• Written problem: Arrange every line of the entries below as a numbered list, skipping blank lines and omitting the pictures.

--- START OF Record set ---

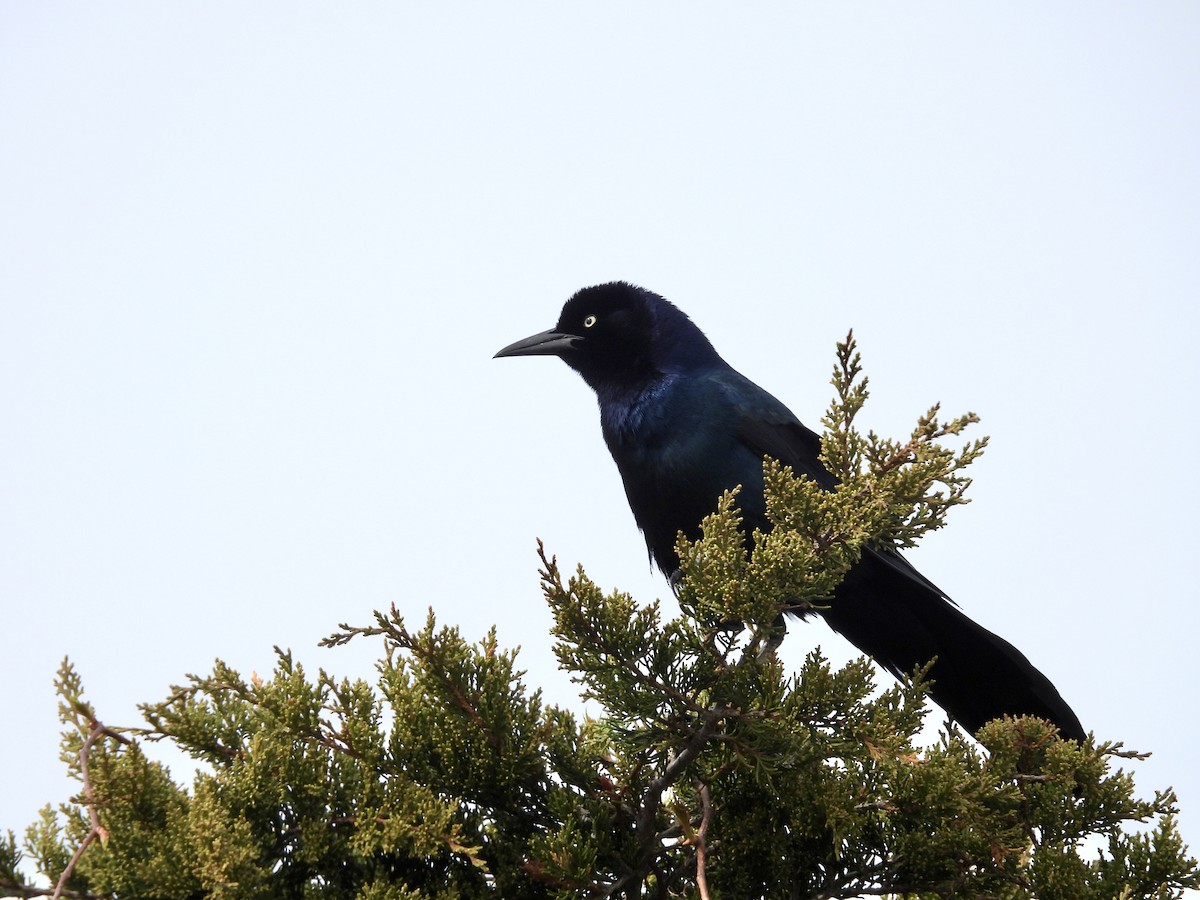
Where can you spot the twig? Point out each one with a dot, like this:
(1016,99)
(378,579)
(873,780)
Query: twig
(706,805)
(99,730)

--- END OF Record set ---

• Output of the task:
1. Where can you spot the twig? Point out each one with a dot, like this:
2. (1016,99)
3. (378,579)
4. (873,780)
5. Query: twig
6. (706,805)
7. (99,730)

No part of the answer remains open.